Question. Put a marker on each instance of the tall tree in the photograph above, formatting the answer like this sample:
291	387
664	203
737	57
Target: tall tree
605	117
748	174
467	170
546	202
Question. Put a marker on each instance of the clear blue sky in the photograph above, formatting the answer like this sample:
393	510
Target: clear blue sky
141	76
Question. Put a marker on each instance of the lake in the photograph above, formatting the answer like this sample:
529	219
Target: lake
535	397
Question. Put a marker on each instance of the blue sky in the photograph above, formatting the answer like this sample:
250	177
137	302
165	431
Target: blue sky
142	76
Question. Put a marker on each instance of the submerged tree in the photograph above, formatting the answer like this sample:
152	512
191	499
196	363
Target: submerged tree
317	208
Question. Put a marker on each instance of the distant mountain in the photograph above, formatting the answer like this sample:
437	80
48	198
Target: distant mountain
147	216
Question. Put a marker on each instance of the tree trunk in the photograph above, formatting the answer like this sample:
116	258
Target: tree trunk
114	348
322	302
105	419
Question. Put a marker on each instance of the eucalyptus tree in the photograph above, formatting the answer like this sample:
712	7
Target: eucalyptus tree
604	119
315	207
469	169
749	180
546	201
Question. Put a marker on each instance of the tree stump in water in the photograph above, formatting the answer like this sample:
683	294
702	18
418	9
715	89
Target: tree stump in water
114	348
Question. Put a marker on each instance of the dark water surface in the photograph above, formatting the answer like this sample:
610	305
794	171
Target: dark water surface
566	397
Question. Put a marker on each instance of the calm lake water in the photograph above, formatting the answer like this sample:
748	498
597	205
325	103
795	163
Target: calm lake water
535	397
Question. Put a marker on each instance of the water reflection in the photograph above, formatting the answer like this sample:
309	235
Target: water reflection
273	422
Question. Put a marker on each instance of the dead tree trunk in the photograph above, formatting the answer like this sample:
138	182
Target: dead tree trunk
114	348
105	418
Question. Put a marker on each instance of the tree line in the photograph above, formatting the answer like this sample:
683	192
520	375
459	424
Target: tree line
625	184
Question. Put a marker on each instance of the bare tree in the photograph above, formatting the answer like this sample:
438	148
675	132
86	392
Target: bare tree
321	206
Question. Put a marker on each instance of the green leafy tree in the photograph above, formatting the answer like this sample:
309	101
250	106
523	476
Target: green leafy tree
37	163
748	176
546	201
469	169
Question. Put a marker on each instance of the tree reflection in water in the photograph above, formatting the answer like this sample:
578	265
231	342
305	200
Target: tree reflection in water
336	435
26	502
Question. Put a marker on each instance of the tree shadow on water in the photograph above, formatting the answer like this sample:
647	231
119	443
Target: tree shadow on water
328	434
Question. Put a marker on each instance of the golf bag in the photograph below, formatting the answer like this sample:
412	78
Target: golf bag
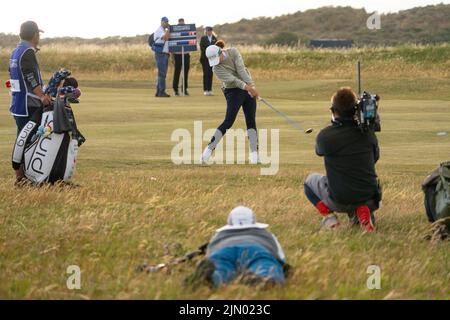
47	146
437	193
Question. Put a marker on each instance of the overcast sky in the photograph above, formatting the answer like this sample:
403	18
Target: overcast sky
99	18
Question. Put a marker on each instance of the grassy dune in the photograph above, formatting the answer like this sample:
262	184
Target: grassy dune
131	62
134	205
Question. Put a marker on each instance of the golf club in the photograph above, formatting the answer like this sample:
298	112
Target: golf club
294	123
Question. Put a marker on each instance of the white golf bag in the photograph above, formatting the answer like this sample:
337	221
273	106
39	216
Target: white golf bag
47	146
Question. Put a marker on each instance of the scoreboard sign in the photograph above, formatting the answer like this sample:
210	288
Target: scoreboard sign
183	38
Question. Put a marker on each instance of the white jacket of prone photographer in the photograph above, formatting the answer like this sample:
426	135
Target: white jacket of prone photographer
47	147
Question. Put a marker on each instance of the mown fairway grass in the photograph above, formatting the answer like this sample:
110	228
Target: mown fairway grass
134	205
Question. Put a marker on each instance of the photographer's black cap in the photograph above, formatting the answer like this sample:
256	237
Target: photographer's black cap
28	29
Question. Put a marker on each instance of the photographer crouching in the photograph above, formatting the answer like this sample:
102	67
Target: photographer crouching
350	185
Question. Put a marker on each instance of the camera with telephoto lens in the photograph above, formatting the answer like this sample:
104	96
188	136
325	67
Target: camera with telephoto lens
366	112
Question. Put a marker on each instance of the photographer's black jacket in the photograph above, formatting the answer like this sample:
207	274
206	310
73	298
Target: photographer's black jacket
350	158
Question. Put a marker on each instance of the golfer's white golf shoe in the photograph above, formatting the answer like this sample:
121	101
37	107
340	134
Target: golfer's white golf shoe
254	158
206	155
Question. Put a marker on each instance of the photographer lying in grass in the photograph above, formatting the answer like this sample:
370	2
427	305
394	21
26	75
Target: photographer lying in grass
351	184
243	248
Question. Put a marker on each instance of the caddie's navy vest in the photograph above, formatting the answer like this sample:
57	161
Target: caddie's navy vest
19	89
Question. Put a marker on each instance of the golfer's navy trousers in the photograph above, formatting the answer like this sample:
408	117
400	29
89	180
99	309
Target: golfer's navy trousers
235	99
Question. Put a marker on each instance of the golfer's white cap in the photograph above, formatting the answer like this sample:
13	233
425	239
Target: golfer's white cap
213	55
242	218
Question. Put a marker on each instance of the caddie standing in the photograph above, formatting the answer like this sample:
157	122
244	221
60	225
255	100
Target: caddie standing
25	79
25	76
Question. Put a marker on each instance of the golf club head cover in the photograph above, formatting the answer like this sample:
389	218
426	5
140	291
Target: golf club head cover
54	82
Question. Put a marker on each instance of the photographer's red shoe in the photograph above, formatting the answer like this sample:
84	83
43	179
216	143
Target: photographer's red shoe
323	209
365	219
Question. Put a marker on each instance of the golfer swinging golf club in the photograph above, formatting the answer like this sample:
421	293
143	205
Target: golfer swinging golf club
239	90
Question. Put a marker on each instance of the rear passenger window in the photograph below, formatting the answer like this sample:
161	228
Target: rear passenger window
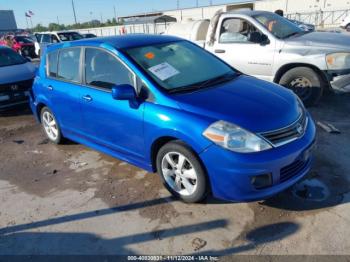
46	38
104	70
52	64
68	64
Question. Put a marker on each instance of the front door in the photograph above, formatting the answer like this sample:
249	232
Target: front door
234	46
63	87
108	122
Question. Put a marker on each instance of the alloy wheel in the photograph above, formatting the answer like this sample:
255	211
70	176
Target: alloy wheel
179	173
50	125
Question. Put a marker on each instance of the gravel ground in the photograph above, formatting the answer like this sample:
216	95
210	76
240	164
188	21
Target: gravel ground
69	199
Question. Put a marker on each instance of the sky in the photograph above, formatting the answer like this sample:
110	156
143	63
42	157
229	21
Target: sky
53	11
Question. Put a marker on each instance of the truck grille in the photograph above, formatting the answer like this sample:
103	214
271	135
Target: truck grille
288	134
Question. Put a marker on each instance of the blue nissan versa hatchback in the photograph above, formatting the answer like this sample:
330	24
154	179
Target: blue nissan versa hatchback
166	105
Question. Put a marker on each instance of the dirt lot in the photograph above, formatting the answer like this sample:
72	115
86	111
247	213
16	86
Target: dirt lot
+===+
Task goal
Only the number is wanted: how many lines in the listing contain the word "dirt"?

Response to the task
2